[Document excerpt]
____________________

There’s saving grace, there’s sanctifying grace, there is grace for suffering. Remember Paul in 2 Corinthians 12 prayed that God would take away his thorn in the flesh? God basically said, “No, but I’ll give you something to endure and bear it, my grace.” And God said to Paul, “My grace will be sufficient,” everything that you need, God’s all-sufficient grace; and God said to Paul, “My strength shall be made perfect in your weakness.” Paul said, “Okay, if that’s the case, I’ll glory in my weaknesses.” You say, “Paul, you’ve lost it. Glory in your weaknesses?” He said, “Yeah, because when I am weak, then am I strong,” that’s the good thing. I believe that when we fail the grace of God, we fail in our suffering and our chastisement to experience God’s grace sustaining us, strengthening us, and helping us through that time. When you’re really being chastened and you’re really suffering, what do you need? You need God’s grace. Amen? You certainly need God’s mercy.

I tell you, I’ve been praying for God’s grace and mercy in my own life a lot lately, “God, be gracious to me. God, give me Your strength. God, help me with Your mercy. Be merciful unto me, O God, according to thy lovingkindness and multitude of thy tender mercies,” and we cry out to the Lord for grace and strength. Be careful when you’re being chastened that you don’t fail to rely upon the grace of God. We’re saved by grace, we’re sanctified by grace, we serve by grace, and by grace will lead us home to heaven one day. Salvation is all the grace of God, but we must, “Follow peace…and holiness, without which no man shall see the Lord.”

Secondly, we can fail in that we allow a “…root of bitterness springing up trouble you.” The word “trouble you” was used in other places in the New Testament for demons vexing people. Some of the gospel stories when people where afflicted by demons, they were vexed by a demon, the Bible says. It’s the same concept. It’s a sad day when we let bitterness or anger…some people as Christians get just a bad attitude toward others, toward God, toward their circumstances. They sour, they don’t rely upon God’s grace and, rather than becoming better, they become bitter. Let me tell you, one of the secrets of life in the Christian life and growing in maturity is experiencing bitterness but not becoming bitter yourself, is experiencing hardships but not hardening your heart, is going through life’s difficulties, but not letting it embitter you but rather make you sweeter.

____________________

[Goal 1] In the sermon on grace, what did Paul pray that God would take away, according to 2 Corinthians 12?
[Goal 2] Write a continuation of the sermon on grace, picking up after its last sentence.

[Listing]
____________________

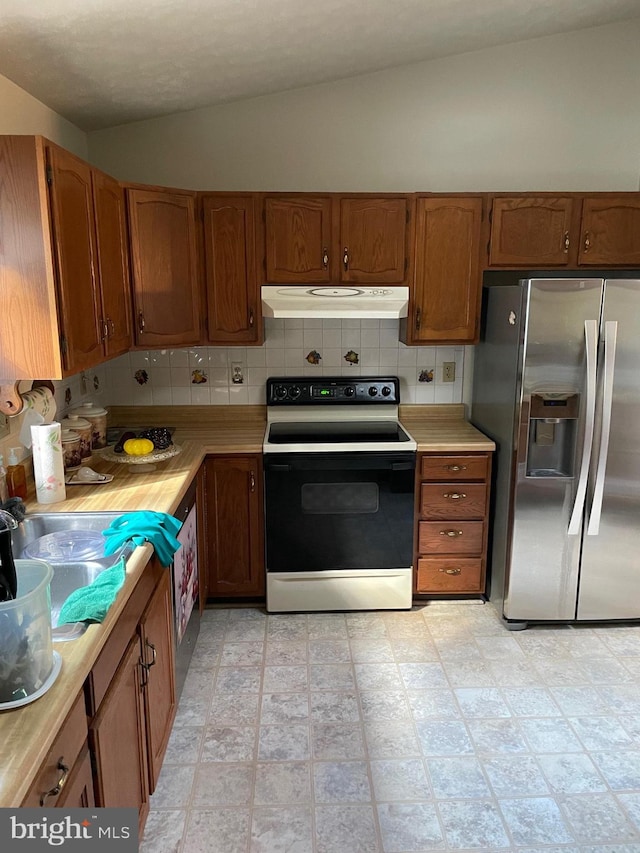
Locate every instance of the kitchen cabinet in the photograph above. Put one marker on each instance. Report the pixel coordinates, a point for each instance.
(445, 299)
(452, 494)
(65, 777)
(130, 696)
(544, 230)
(232, 293)
(234, 526)
(164, 267)
(320, 239)
(64, 294)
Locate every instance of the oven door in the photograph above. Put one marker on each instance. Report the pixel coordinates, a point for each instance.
(339, 511)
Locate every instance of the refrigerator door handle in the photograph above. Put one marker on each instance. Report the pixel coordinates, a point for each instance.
(610, 342)
(591, 347)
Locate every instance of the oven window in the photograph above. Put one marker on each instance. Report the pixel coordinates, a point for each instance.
(332, 498)
(339, 511)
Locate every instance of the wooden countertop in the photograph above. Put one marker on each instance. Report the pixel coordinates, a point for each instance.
(26, 733)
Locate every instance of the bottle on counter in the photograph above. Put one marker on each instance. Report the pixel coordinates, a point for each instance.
(16, 476)
(4, 489)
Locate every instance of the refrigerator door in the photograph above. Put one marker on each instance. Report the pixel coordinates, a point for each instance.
(553, 448)
(610, 573)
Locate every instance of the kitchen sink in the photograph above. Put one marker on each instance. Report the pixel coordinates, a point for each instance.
(69, 574)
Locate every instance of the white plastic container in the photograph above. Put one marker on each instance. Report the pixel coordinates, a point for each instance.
(26, 659)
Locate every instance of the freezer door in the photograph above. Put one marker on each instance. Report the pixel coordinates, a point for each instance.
(552, 452)
(610, 573)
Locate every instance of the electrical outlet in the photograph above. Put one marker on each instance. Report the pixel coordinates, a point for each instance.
(237, 373)
(448, 371)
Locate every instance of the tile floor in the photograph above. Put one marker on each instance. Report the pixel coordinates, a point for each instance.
(434, 729)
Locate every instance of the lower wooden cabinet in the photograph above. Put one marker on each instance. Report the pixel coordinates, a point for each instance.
(451, 536)
(234, 526)
(65, 777)
(131, 698)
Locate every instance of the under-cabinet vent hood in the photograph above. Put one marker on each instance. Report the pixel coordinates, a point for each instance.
(286, 301)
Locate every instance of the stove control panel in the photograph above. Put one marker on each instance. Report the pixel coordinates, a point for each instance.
(327, 390)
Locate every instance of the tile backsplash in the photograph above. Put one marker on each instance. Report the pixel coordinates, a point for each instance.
(237, 375)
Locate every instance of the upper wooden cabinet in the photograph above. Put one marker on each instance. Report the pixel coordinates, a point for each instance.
(445, 303)
(610, 232)
(64, 287)
(329, 238)
(164, 267)
(565, 231)
(233, 304)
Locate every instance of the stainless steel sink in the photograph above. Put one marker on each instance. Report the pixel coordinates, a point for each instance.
(71, 575)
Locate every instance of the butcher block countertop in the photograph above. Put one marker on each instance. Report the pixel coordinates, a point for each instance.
(26, 733)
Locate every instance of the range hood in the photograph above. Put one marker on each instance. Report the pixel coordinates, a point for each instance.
(287, 301)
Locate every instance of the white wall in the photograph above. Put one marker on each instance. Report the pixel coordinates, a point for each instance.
(560, 112)
(21, 113)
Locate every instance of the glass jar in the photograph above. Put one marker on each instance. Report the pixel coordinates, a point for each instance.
(97, 417)
(84, 429)
(71, 456)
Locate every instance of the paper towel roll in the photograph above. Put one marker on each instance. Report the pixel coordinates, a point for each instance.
(48, 467)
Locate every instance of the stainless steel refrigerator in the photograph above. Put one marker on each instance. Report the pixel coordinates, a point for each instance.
(557, 386)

____________________

[Exercise result 1] His thorn in the flesh.

[Exercise result 2]
The same sun that would melt wax can also harden clay. Two individuals can go though the same situation, one becomes hard and bitter and they fail the grace of God, they don’t grow in grace and in knowledge, and they don’t pursue after righteousness and holiness; the other one allows the Lord to work in his life, they’re exercised thereby. Remember verse 11, it doesn’t, “…seemeth to be joyous, but grievous,” but “yieldeth the peaceable fruit of righteousness,” if you yield to it, and God produces that good work in our life. Notice the, “…springing up trouble you.” It’s a picture of a weed in the soil of your heart springing up and choking out your Christianity, your walk with God. Maybe tonight this might be the point that convicts you or speaks to your own heart. Maybe you’ve been troubled or bitter, upset that God would allow some of the sorrows and suffering in your life, and you’re in danger of becoming troubled and bitter.

Notice, lastly, “…many be defiled.” The phrase there “defiled,” all the Greek scholars that I consulted said it’s clear, it’s reference to moral defilement. What happens is you fall into sin and sinful behavior, so it’s a moral lapse or moral defilement. This is the wrong way to go—we fail God’s grace, we turn bitter, and we become defiled, moral defilement. Notice it says, “many.” First, verse 15, “…lest any root of bitterness,” and now, “many be defiled.” You can interpret that in two ways: Many individuals are defiled because they don’t respond correctly, or that we, if we don’t respond correctly, defile many other people around us. We have an ill effect on many other people, and we defile them morally.

Right actions, verses 12-14; straighten up, walk straight paths, aggressively pursue or follow peace and holiness; avoid wrong attitudes, verse 15; and thirdly, verses 16-17, an example. Everything we’ve just talked about, we have an example, a bad example. You know, the Bible gives us not only good examples to follow, but bad examples to avoid. Some of the most powerful lessons in the Bible are bad examples to avoid.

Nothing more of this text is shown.